TASK DIRECTIONS. Format every line of the records below as a numbered list, skipping any blank lines. Omit the pictures from your answer.

Extracted data entries:
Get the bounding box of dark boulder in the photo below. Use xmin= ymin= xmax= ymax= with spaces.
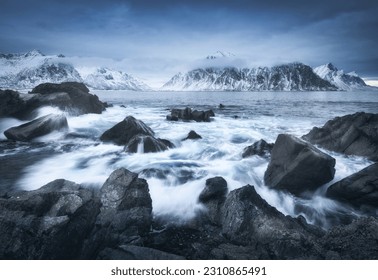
xmin=0 ymin=90 xmax=26 ymax=117
xmin=198 ymin=177 xmax=228 ymax=224
xmin=4 ymin=114 xmax=68 ymax=141
xmin=98 ymin=245 xmax=184 ymax=260
xmin=80 ymin=168 xmax=152 ymax=259
xmin=0 ymin=179 xmax=100 ymax=259
xmin=167 ymin=107 xmax=215 ymax=122
xmin=221 ymin=185 xmax=322 ymax=259
xmin=182 ymin=130 xmax=202 ymax=141
xmin=242 ymin=139 xmax=274 ymax=158
xmin=100 ymin=116 xmax=154 ymax=145
xmin=264 ymin=134 xmax=336 ymax=195
xmin=320 ymin=217 xmax=378 ymax=260
xmin=326 ymin=163 xmax=378 ymax=209
xmin=125 ymin=134 xmax=174 ymax=153
xmin=302 ymin=112 xmax=378 ymax=161
xmin=29 ymin=82 xmax=106 ymax=115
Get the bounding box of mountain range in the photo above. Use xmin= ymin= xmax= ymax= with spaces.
xmin=0 ymin=50 xmax=151 ymax=91
xmin=0 ymin=50 xmax=371 ymax=91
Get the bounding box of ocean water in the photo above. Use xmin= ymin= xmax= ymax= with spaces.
xmin=0 ymin=91 xmax=378 ymax=228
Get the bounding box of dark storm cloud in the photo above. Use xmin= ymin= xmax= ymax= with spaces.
xmin=0 ymin=0 xmax=378 ymax=81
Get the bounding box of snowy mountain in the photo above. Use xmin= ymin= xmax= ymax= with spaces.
xmin=79 ymin=67 xmax=151 ymax=91
xmin=206 ymin=51 xmax=235 ymax=59
xmin=314 ymin=63 xmax=368 ymax=90
xmin=0 ymin=50 xmax=150 ymax=90
xmin=162 ymin=63 xmax=337 ymax=91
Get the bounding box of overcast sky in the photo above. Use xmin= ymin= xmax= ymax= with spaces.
xmin=0 ymin=0 xmax=378 ymax=85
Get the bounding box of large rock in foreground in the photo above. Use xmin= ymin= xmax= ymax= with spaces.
xmin=125 ymin=135 xmax=174 ymax=153
xmin=0 ymin=179 xmax=100 ymax=260
xmin=264 ymin=134 xmax=336 ymax=195
xmin=31 ymin=82 xmax=106 ymax=115
xmin=326 ymin=163 xmax=378 ymax=209
xmin=167 ymin=107 xmax=215 ymax=122
xmin=242 ymin=139 xmax=274 ymax=158
xmin=4 ymin=114 xmax=68 ymax=141
xmin=100 ymin=116 xmax=154 ymax=145
xmin=221 ymin=185 xmax=322 ymax=259
xmin=302 ymin=112 xmax=378 ymax=161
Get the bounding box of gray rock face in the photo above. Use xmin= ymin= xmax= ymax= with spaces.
xmin=242 ymin=139 xmax=274 ymax=158
xmin=31 ymin=82 xmax=106 ymax=115
xmin=167 ymin=107 xmax=215 ymax=122
xmin=182 ymin=130 xmax=202 ymax=141
xmin=0 ymin=179 xmax=99 ymax=259
xmin=100 ymin=116 xmax=154 ymax=145
xmin=0 ymin=90 xmax=26 ymax=117
xmin=320 ymin=217 xmax=378 ymax=260
xmin=302 ymin=112 xmax=378 ymax=161
xmin=198 ymin=177 xmax=228 ymax=224
xmin=125 ymin=134 xmax=174 ymax=153
xmin=222 ymin=185 xmax=319 ymax=258
xmin=4 ymin=114 xmax=68 ymax=141
xmin=98 ymin=168 xmax=152 ymax=235
xmin=326 ymin=163 xmax=378 ymax=208
xmin=264 ymin=134 xmax=336 ymax=195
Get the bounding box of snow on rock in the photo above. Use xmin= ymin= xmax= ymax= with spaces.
xmin=82 ymin=67 xmax=151 ymax=91
xmin=314 ymin=63 xmax=367 ymax=90
xmin=162 ymin=63 xmax=337 ymax=91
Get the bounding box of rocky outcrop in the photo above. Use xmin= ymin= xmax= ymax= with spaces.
xmin=0 ymin=179 xmax=100 ymax=259
xmin=0 ymin=82 xmax=107 ymax=119
xmin=100 ymin=116 xmax=175 ymax=153
xmin=242 ymin=139 xmax=274 ymax=158
xmin=198 ymin=177 xmax=228 ymax=224
xmin=320 ymin=217 xmax=378 ymax=260
xmin=31 ymin=82 xmax=107 ymax=115
xmin=302 ymin=112 xmax=378 ymax=161
xmin=0 ymin=90 xmax=26 ymax=117
xmin=264 ymin=134 xmax=336 ymax=195
xmin=125 ymin=134 xmax=174 ymax=153
xmin=182 ymin=130 xmax=202 ymax=141
xmin=167 ymin=107 xmax=215 ymax=122
xmin=100 ymin=116 xmax=155 ymax=145
xmin=4 ymin=114 xmax=68 ymax=141
xmin=326 ymin=163 xmax=378 ymax=209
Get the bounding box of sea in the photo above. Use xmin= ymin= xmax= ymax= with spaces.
xmin=0 ymin=90 xmax=378 ymax=228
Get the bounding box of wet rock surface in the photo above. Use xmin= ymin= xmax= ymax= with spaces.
xmin=326 ymin=163 xmax=378 ymax=208
xmin=264 ymin=134 xmax=336 ymax=195
xmin=302 ymin=112 xmax=378 ymax=161
xmin=4 ymin=114 xmax=68 ymax=141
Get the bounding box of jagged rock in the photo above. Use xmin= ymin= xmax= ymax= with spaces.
xmin=0 ymin=179 xmax=100 ymax=259
xmin=264 ymin=134 xmax=336 ymax=195
xmin=198 ymin=177 xmax=228 ymax=224
xmin=302 ymin=112 xmax=378 ymax=161
xmin=4 ymin=114 xmax=68 ymax=141
xmin=326 ymin=163 xmax=378 ymax=209
xmin=30 ymin=82 xmax=106 ymax=115
xmin=0 ymin=90 xmax=26 ymax=117
xmin=221 ymin=185 xmax=320 ymax=259
xmin=166 ymin=107 xmax=215 ymax=122
xmin=125 ymin=134 xmax=174 ymax=153
xmin=242 ymin=139 xmax=274 ymax=158
xmin=80 ymin=168 xmax=152 ymax=259
xmin=182 ymin=130 xmax=202 ymax=141
xmin=100 ymin=116 xmax=154 ymax=145
xmin=320 ymin=217 xmax=378 ymax=260
xmin=98 ymin=245 xmax=185 ymax=260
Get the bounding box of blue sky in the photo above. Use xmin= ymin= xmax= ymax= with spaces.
xmin=0 ymin=0 xmax=378 ymax=85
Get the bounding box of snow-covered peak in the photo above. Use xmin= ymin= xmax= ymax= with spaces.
xmin=314 ymin=63 xmax=367 ymax=90
xmin=79 ymin=67 xmax=151 ymax=91
xmin=206 ymin=51 xmax=235 ymax=59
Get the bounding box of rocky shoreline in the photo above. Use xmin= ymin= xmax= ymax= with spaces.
xmin=0 ymin=83 xmax=378 ymax=259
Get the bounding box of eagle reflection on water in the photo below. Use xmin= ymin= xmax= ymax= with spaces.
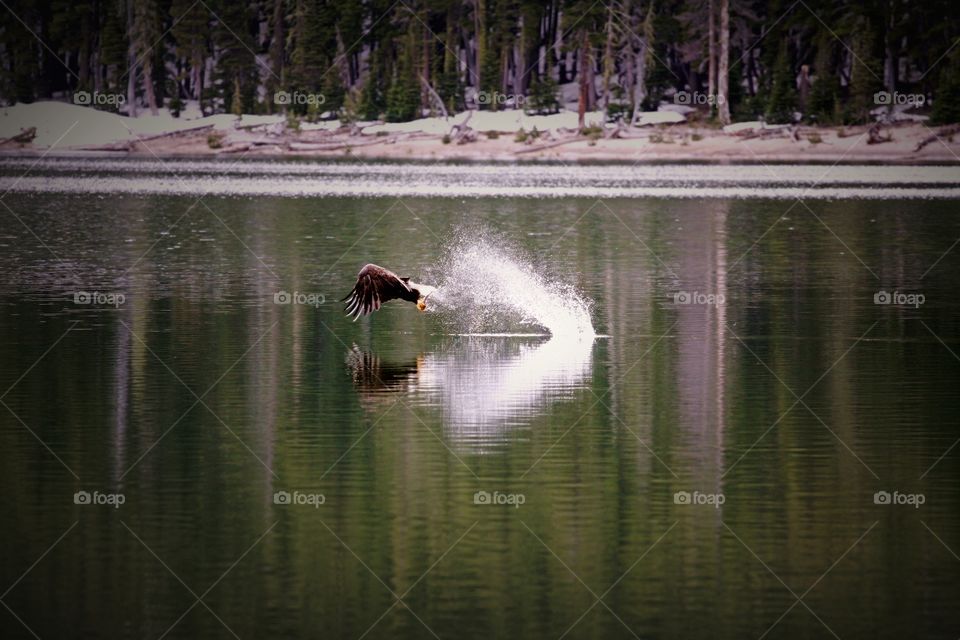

WRITTEN SOLUTION.
1. Get the bounding box of dark boulder in the photo below. Use xmin= ymin= xmax= ymax= with spaces.
2. xmin=0 ymin=90 xmax=26 ymax=117
3. xmin=198 ymin=177 xmax=228 ymax=224
4. xmin=4 ymin=114 xmax=68 ymax=141
5. xmin=98 ymin=245 xmax=184 ymax=260
6. xmin=80 ymin=168 xmax=152 ymax=259
7. xmin=0 ymin=179 xmax=100 ymax=259
8. xmin=167 ymin=107 xmax=215 ymax=122
9. xmin=221 ymin=185 xmax=322 ymax=259
10. xmin=182 ymin=130 xmax=202 ymax=141
11. xmin=242 ymin=139 xmax=274 ymax=158
12. xmin=100 ymin=116 xmax=154 ymax=145
13. xmin=264 ymin=134 xmax=336 ymax=195
14. xmin=320 ymin=217 xmax=378 ymax=260
15. xmin=326 ymin=163 xmax=378 ymax=209
16. xmin=125 ymin=134 xmax=174 ymax=153
17. xmin=302 ymin=112 xmax=378 ymax=161
18. xmin=29 ymin=82 xmax=106 ymax=115
19. Get the bounding box of mountain range in the photo above. Use xmin= ymin= xmax= ymax= with spaces.
20. xmin=0 ymin=50 xmax=151 ymax=91
21. xmin=0 ymin=50 xmax=371 ymax=91
22. Get the bounding box of ocean water in the photo above. Use xmin= ymin= xmax= ymax= with spaces.
23. xmin=0 ymin=91 xmax=378 ymax=228
24. Get the bounding box of dark storm cloud in the photo above. Use xmin= ymin= xmax= ymax= with spaces.
25. xmin=0 ymin=0 xmax=378 ymax=81
26. Get the bounding box of snowy mountain in the photo above. Use xmin= ymin= xmax= ymax= with spaces.
27. xmin=79 ymin=67 xmax=151 ymax=91
28. xmin=206 ymin=51 xmax=235 ymax=59
29. xmin=314 ymin=63 xmax=368 ymax=90
30. xmin=0 ymin=50 xmax=150 ymax=90
31. xmin=162 ymin=63 xmax=337 ymax=91
32. Get the bounding box of overcast sky in the photo above. Use xmin= ymin= xmax= ymax= with spaces.
33. xmin=0 ymin=0 xmax=378 ymax=85
34. Get the bounding box of large rock in foreground in the photo above. Use xmin= ymin= xmax= ymax= with spaces.
35. xmin=125 ymin=135 xmax=174 ymax=153
36. xmin=0 ymin=179 xmax=100 ymax=260
37. xmin=264 ymin=134 xmax=336 ymax=195
38. xmin=31 ymin=82 xmax=106 ymax=115
39. xmin=326 ymin=163 xmax=378 ymax=209
40. xmin=167 ymin=107 xmax=215 ymax=122
41. xmin=242 ymin=139 xmax=274 ymax=158
42. xmin=4 ymin=114 xmax=68 ymax=141
43. xmin=100 ymin=116 xmax=154 ymax=145
44. xmin=221 ymin=185 xmax=322 ymax=259
45. xmin=302 ymin=112 xmax=378 ymax=161
46. Get the bounding box of gray rock face in the photo above. Use xmin= ymin= xmax= ymax= with spaces.
47. xmin=242 ymin=139 xmax=274 ymax=158
48. xmin=31 ymin=82 xmax=106 ymax=115
49. xmin=167 ymin=107 xmax=215 ymax=122
50. xmin=182 ymin=130 xmax=202 ymax=141
51. xmin=0 ymin=179 xmax=99 ymax=259
52. xmin=100 ymin=116 xmax=154 ymax=145
53. xmin=0 ymin=90 xmax=26 ymax=117
54. xmin=320 ymin=217 xmax=378 ymax=260
55. xmin=302 ymin=112 xmax=378 ymax=161
56. xmin=198 ymin=177 xmax=228 ymax=224
57. xmin=125 ymin=134 xmax=174 ymax=153
58. xmin=222 ymin=185 xmax=319 ymax=258
59. xmin=4 ymin=114 xmax=68 ymax=141
60. xmin=98 ymin=168 xmax=152 ymax=235
61. xmin=326 ymin=163 xmax=378 ymax=208
62. xmin=264 ymin=134 xmax=336 ymax=195
63. Get the bounding box of snow on rock in the photo above. Use xmin= ymin= xmax= ymax= with spaces.
64. xmin=82 ymin=67 xmax=151 ymax=91
65. xmin=314 ymin=63 xmax=367 ymax=90
66. xmin=162 ymin=63 xmax=337 ymax=91
67. Get the bounding box of rocky outcrop in the photo above. Use xmin= ymin= xmax= ymax= with spaces.
68. xmin=0 ymin=179 xmax=100 ymax=259
69. xmin=0 ymin=82 xmax=107 ymax=119
70. xmin=100 ymin=116 xmax=175 ymax=153
71. xmin=242 ymin=139 xmax=274 ymax=158
72. xmin=198 ymin=177 xmax=228 ymax=224
73. xmin=320 ymin=217 xmax=378 ymax=260
74. xmin=31 ymin=82 xmax=107 ymax=115
75. xmin=302 ymin=112 xmax=378 ymax=161
76. xmin=0 ymin=90 xmax=26 ymax=117
77. xmin=264 ymin=134 xmax=336 ymax=195
78. xmin=125 ymin=134 xmax=174 ymax=153
79. xmin=182 ymin=130 xmax=202 ymax=141
80. xmin=167 ymin=107 xmax=215 ymax=122
81. xmin=100 ymin=116 xmax=155 ymax=145
82. xmin=4 ymin=114 xmax=68 ymax=141
83. xmin=326 ymin=163 xmax=378 ymax=209
84. Get the bounding box of sea in the photo above. Use xmin= ymin= xmax= ymax= with spaces.
85. xmin=0 ymin=90 xmax=378 ymax=228
86. Get the bounding box of wet rock surface in the photo above. Use xmin= ymin= xmax= ymax= with spaces.
87. xmin=326 ymin=163 xmax=378 ymax=208
88. xmin=264 ymin=134 xmax=336 ymax=195
89. xmin=302 ymin=112 xmax=378 ymax=161
90. xmin=4 ymin=114 xmax=68 ymax=141
91. Get the bounding box of jagged rock in the photo above. Use xmin= ymin= xmax= ymax= with spaces.
92. xmin=0 ymin=179 xmax=100 ymax=259
93. xmin=264 ymin=134 xmax=336 ymax=195
94. xmin=198 ymin=177 xmax=228 ymax=224
95. xmin=302 ymin=112 xmax=378 ymax=161
96. xmin=4 ymin=114 xmax=68 ymax=141
97. xmin=326 ymin=163 xmax=378 ymax=209
98. xmin=30 ymin=82 xmax=106 ymax=115
99. xmin=0 ymin=90 xmax=26 ymax=117
100. xmin=221 ymin=185 xmax=320 ymax=259
101. xmin=166 ymin=107 xmax=215 ymax=122
102. xmin=125 ymin=134 xmax=174 ymax=153
103. xmin=242 ymin=139 xmax=274 ymax=158
104. xmin=80 ymin=168 xmax=152 ymax=259
105. xmin=182 ymin=130 xmax=202 ymax=141
106. xmin=100 ymin=116 xmax=154 ymax=145
107. xmin=320 ymin=217 xmax=378 ymax=260
108. xmin=98 ymin=245 xmax=185 ymax=260
109. Get the bounding box of blue sky in the photo above. Use xmin= ymin= xmax= ymax= with spaces.
110. xmin=0 ymin=0 xmax=378 ymax=85
111. Get the bounding box of snow-covered peak in the photo above. Use xmin= ymin= xmax= ymax= with spaces.
112. xmin=314 ymin=63 xmax=367 ymax=90
113. xmin=79 ymin=67 xmax=151 ymax=91
114. xmin=206 ymin=51 xmax=235 ymax=59
115. Get the bounding box of rocky shoreline in the photo above. Use xmin= ymin= xmax= ymax= with spaces.
116. xmin=0 ymin=83 xmax=378 ymax=259
117. Get the bounding box of eagle reflection on water in the photo below. Use xmin= ymin= xmax= ymax= with spaces.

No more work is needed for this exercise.